*YOUR INSTRUCTIONS*
Please give back only the lines below from the one containing "For each instance of the red" to the one containing "For each instance of the black", each repeated word for word, both ends included.

*Referring expression pointing data*
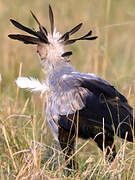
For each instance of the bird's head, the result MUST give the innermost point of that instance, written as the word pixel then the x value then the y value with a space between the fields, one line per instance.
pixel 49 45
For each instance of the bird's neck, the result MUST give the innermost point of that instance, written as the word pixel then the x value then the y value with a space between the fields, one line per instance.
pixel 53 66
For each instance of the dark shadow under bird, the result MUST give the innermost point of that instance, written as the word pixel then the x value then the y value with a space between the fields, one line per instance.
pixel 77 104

--

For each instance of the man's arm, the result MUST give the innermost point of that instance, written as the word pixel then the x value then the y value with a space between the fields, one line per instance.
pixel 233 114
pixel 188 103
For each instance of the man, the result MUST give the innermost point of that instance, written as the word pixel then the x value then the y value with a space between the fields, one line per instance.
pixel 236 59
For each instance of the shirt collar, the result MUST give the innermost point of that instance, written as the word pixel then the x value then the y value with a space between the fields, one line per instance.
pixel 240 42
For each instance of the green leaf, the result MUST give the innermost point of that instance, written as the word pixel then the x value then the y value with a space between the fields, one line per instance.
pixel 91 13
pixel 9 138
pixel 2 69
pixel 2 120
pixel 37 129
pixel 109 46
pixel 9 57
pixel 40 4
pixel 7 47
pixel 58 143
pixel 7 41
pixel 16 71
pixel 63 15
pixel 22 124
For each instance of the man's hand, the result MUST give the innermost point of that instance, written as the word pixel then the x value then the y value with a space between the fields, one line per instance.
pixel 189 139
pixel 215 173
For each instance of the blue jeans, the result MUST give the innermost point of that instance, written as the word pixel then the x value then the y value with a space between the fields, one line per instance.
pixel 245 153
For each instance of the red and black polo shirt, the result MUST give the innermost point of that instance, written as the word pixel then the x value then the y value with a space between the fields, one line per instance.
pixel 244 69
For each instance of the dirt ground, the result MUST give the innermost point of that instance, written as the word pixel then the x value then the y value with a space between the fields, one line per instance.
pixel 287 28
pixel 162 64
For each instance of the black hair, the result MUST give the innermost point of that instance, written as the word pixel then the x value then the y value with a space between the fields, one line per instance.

---

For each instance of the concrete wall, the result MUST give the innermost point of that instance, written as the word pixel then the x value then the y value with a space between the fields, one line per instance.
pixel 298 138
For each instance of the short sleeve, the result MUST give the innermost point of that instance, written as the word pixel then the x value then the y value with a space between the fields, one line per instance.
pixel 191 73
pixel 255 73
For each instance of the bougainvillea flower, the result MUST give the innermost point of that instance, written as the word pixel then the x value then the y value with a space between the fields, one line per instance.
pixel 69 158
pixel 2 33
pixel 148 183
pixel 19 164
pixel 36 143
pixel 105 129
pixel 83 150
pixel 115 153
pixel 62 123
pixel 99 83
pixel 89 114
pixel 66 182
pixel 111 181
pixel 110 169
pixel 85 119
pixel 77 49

*WRITTEN RESPONSE*
For each instance of the red and black polo shirt, the result MUST give the innermost point of that instance, written as the word pixel then the x value then the y value with a space between the fields, one line per instance.
pixel 244 69
For each instance of the dirt ground, the result MUST give the innermost point of that instance, written as the word pixel then the x value then the y value with a space between the fields, one line per instance.
pixel 287 28
pixel 162 64
For each instance of the black hair, the result MUST give the innermost point of that instance, written as the word pixel then the x value then the y value with a space between the fields, one line per instance.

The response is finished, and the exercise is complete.